◆ EXCERPT PROVIDED ◆
>>>>

# Tur\'an theorems for unavoidable patterns

**Authors:** Ant\'onio Gir\~ao, Bhargav Narayanan

arXiv: 1907.00964 · 2019-07-02

## TL;DR

This paper establishes Turán-type theorems for two Ramsey problems, showing that graphs and tournaments far from being monochromatic or transitive necessarily contain specific unavoidable substructures, with results nearly optimal under certain conjectures.

## Contribution

It introduces new Turán-type bounds for unavoidable patterns in two-coloured complete graphs and tournaments, advancing understanding of off-diagonal Ramsey numbers.

## Key findings

- Graphs far from monochromatic contain unavoidable t-colourings.
- Tournaments far from transitive contain unavoidable t-tournaments.
- Results are sharp up to constants under a conjecture on bipartite Turán numbers.

<<<<

◆ SUPPLIED MATERIAL ◆
>>>>

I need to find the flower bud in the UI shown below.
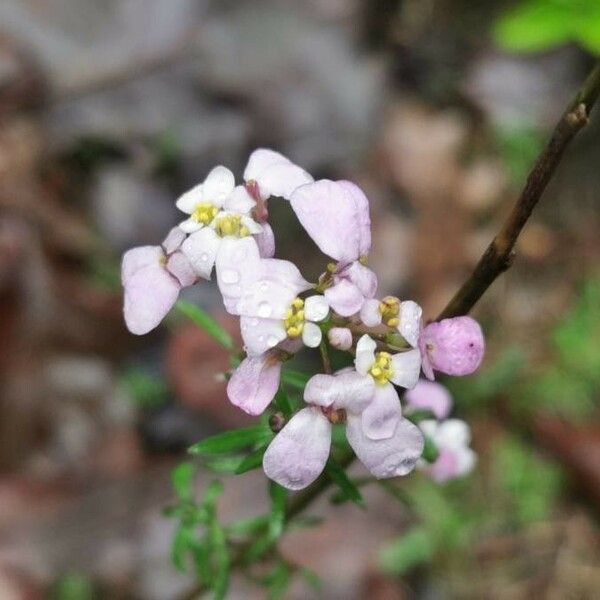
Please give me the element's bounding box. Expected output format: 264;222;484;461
327;327;352;350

<<<<

◆ GIVEN EXERCISE ◆
Repeat the part of the paper summary above that lies between "This paper establishes" and "contain unavoidable t-tournaments.", inclusive, without changing a word.

◆ RIGHT ANSWER ◆
This paper establishes Turán-type theorems for two Ramsey problems, showing that graphs and tournaments far from being monochromatic or transitive necessarily contain specific unavoidable substructures, with results nearly optimal under certain conjectures.

## Contribution

It introduces new Turán-type bounds for unavoidable patterns in two-coloured complete graphs and tournaments, advancing understanding of off-diagonal Ramsey numbers.

## Key findings

- Graphs far from monochromatic contain unavoidable t-colourings.
- Tournaments far from transitive contain unavoidable t-tournaments.